Terilyn Sloan v. Tri-County Electric Membership Corp.

CourtCourt of Appeals of Tennessee
DecidedFebruary 7, 2002
DocketM2000-01794-COA-R3-CV
StatusPublished

This text of Terilyn Sloan v. Tri-County Electric Membership Corp. (Terilyn Sloan v. Tri-County Electric Membership Corp.) is published on Counsel Stack Legal Research, covering Court of Appeals of Tennessee primary law. Counsel Stack provides free access to over 12 million legal documents including statutes, case law, regulations, and constitutions.

Bluebook
Terilyn Sloan v. Tri-County Electric Membership Corp., (Tenn. Ct. App. 2002).

Opinion

IN THE COURT OF APPEALS OF TENNESSEE AT NASHVILLE January 5, 2001 Session

TERILYN SLOAN v. TRI-COUNTY ELECTRIC MEMBERSHIP CORP., ET AL.

Appeal from the Circuit Court for Macon County No. 4403 Clara Byrd, Judge

No. M2000-01794-COA-R3-CV - Filed February 7, 2002

Plaintiff married her co-worker, and one of them was forced to resign pursuant to the company’s anti-nepotism policy prohibiting concurrent employment of spouses. Plaintiff resigned and brought this action for wrongful discharge alleging her dismissal violated public policy favoring marriage and was due to her exercise of the fundamental right to marry. The trial court dismissed for failure to state a cause of action. Because Plaintiff has failed to show that a policy prohibiting concurrent employment of spouses violates a clear mandate of public policy, we affirm the trial court.

··········

=== QUESTIONS ON THE MATERIAL ===
(A) From the Sloan v. Tri-County opinion, retype everything from "CourtCourt of Appeals" down to "regulations, and constitutions.".
(B) In the Sloan v. Tri-County opinion, which judge presided in the Macon County Circuit Court?
(C) Proceed with the Sloan v. Tri-County opinion from the point where it stops.

Collected data entries
··········

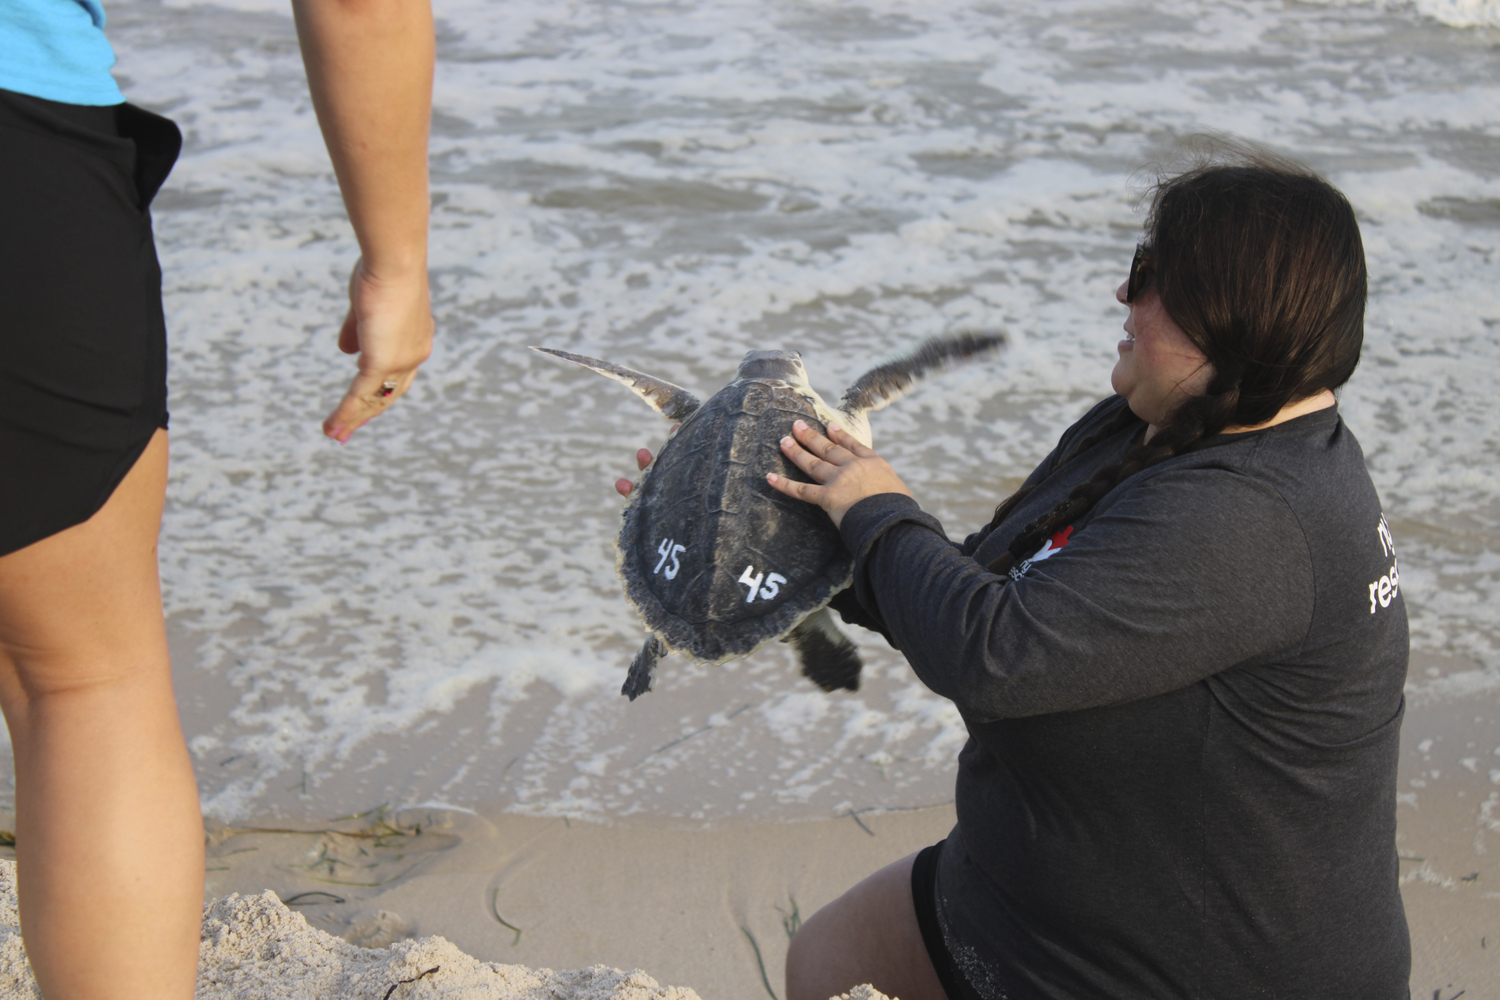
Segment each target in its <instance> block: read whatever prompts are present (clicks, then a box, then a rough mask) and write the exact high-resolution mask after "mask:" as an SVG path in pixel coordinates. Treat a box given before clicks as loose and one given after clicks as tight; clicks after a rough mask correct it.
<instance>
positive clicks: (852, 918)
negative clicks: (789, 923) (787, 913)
mask: <svg viewBox="0 0 1500 1000" xmlns="http://www.w3.org/2000/svg"><path fill="white" fill-rule="evenodd" d="M915 858H916V856H915V855H910V856H907V858H903V859H900V861H897V862H894V864H891V865H886V867H885V868H882V870H879V871H876V873H874V874H871V876H868V877H867V879H864V880H861V882H859V883H856V885H855V886H853V888H850V889H849V891H847V892H844V894H843V895H841V897H838V898H837V900H834V901H832V903H829V904H828V906H825V907H822V909H820V910H817V912H816V913H814V915H813V916H811V918H808V919H807V922H805V924H802V927H801V928H799V930H798V931H796V936H795V937H793V939H792V943H790V946H789V948H787V952H786V994H787V1000H828V997H835V996H838V994H840V993H846V991H847V990H850V988H852V987H856V985H859V984H865V982H868V984H873V985H874V987H876V988H877V990H880V991H882V993H886V994H889V996H900V997H903V1000H929V999H935V1000H942V993H941V990H939V991H938V993H936V994H933V993H932V991H930V987H932V985H935V984H936V973H933V972H932V961H930V960H929V957H927V949H926V946H924V945H922V939H921V930H919V928H918V927H916V912H915V906H913V904H912V888H910V886H912V862H913V859H915Z"/></svg>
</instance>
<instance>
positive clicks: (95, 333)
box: [0, 90, 181, 555]
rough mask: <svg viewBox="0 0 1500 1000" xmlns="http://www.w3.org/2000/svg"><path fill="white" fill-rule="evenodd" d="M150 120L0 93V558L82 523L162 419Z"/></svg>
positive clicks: (152, 125)
mask: <svg viewBox="0 0 1500 1000" xmlns="http://www.w3.org/2000/svg"><path fill="white" fill-rule="evenodd" d="M180 148H181V133H180V132H178V130H177V126H175V124H172V123H171V121H168V120H166V118H163V117H160V115H156V114H151V112H148V111H144V109H141V108H136V106H133V105H129V103H123V105H111V106H80V105H68V103H58V102H55V100H43V99H40V97H31V96H27V94H18V93H12V91H7V90H0V481H3V486H0V555H6V553H9V552H15V550H17V549H21V547H24V546H28V544H31V543H33V541H39V540H42V538H46V537H48V535H52V534H55V532H58V531H63V529H65V528H71V526H74V525H78V523H83V522H86V520H89V519H90V517H92V516H93V514H95V513H96V511H98V510H99V508H101V507H104V504H105V501H107V499H110V495H111V493H113V492H114V487H115V486H118V484H120V480H123V478H124V474H126V472H129V471H130V466H132V465H135V460H136V459H138V457H139V456H141V451H144V450H145V445H147V442H150V439H151V435H153V433H154V432H156V429H157V427H165V426H166V324H165V321H163V318H162V271H160V267H159V265H157V262H156V246H154V243H153V240H151V216H150V210H148V208H150V204H151V198H153V196H154V195H156V190H157V189H159V187H160V184H162V181H163V180H166V174H168V172H169V171H171V168H172V163H174V162H175V159H177V153H178V150H180Z"/></svg>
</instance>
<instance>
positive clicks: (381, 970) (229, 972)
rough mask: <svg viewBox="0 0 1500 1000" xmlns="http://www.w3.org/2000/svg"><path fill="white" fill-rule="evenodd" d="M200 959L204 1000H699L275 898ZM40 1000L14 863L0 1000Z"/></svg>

··········

=== ANSWERS GIVEN ===
(A)
CourtCourt of Appeals of Tennessee
DecidedFebruary 7, 2002
DocketM2000-01794-COA-R3-CV
StatusPublished

This text of Terilyn Sloan v. Tri-County Electric Membership Corp. (Terilyn Sloan v. Tri-County Electric Membership Corp.) is published on Counsel Stack Legal Research, covering Court of Appeals of Tennessee primary law. Counsel Stack provides free access to over 12 million legal documents including statutes, case law, regulations, and constitutions.

(B) Clara Byrd

(C)
Tenn. R. App. P. 3 Appeal as of Right; Judgment of the Circuit Court Affirmed and Remanded

PATRICIA J. COTTRELL, J., delivered the opinion of the court, in which WILLIAM C. KOCH , JR., and WILLIAM B. CAIN , JJ., joined.

Peter Skeie, Jeffrey S. Frensley, Nashville, Tennessee, for the appellant, Terilyn Sloan.

Thomas M. Donnell, Jr., Jennifer A. Lawrence, Nashville, Tennessee, for the appellee, Tri-County Electric Membership Corporation.

OPINION

Plaintiff, Terilyn Sloan, was an employee of Defendant, Tri-County Electric, working in the Human Resource Department. She married DeWayne Sloan, also an employee of Tri-County. The Sloans were informed by management that, because of Tri-County’s anti-nepotism policy, one of them had to resign within one month or both would be terminated. Terilyn Sloan resigned. Ms. Sloan sued alleging Tri-County tortiously violated public policy when it fired her and seeking compensatory and punitive damages, reinstatement, back pay, and attorney fees and costs.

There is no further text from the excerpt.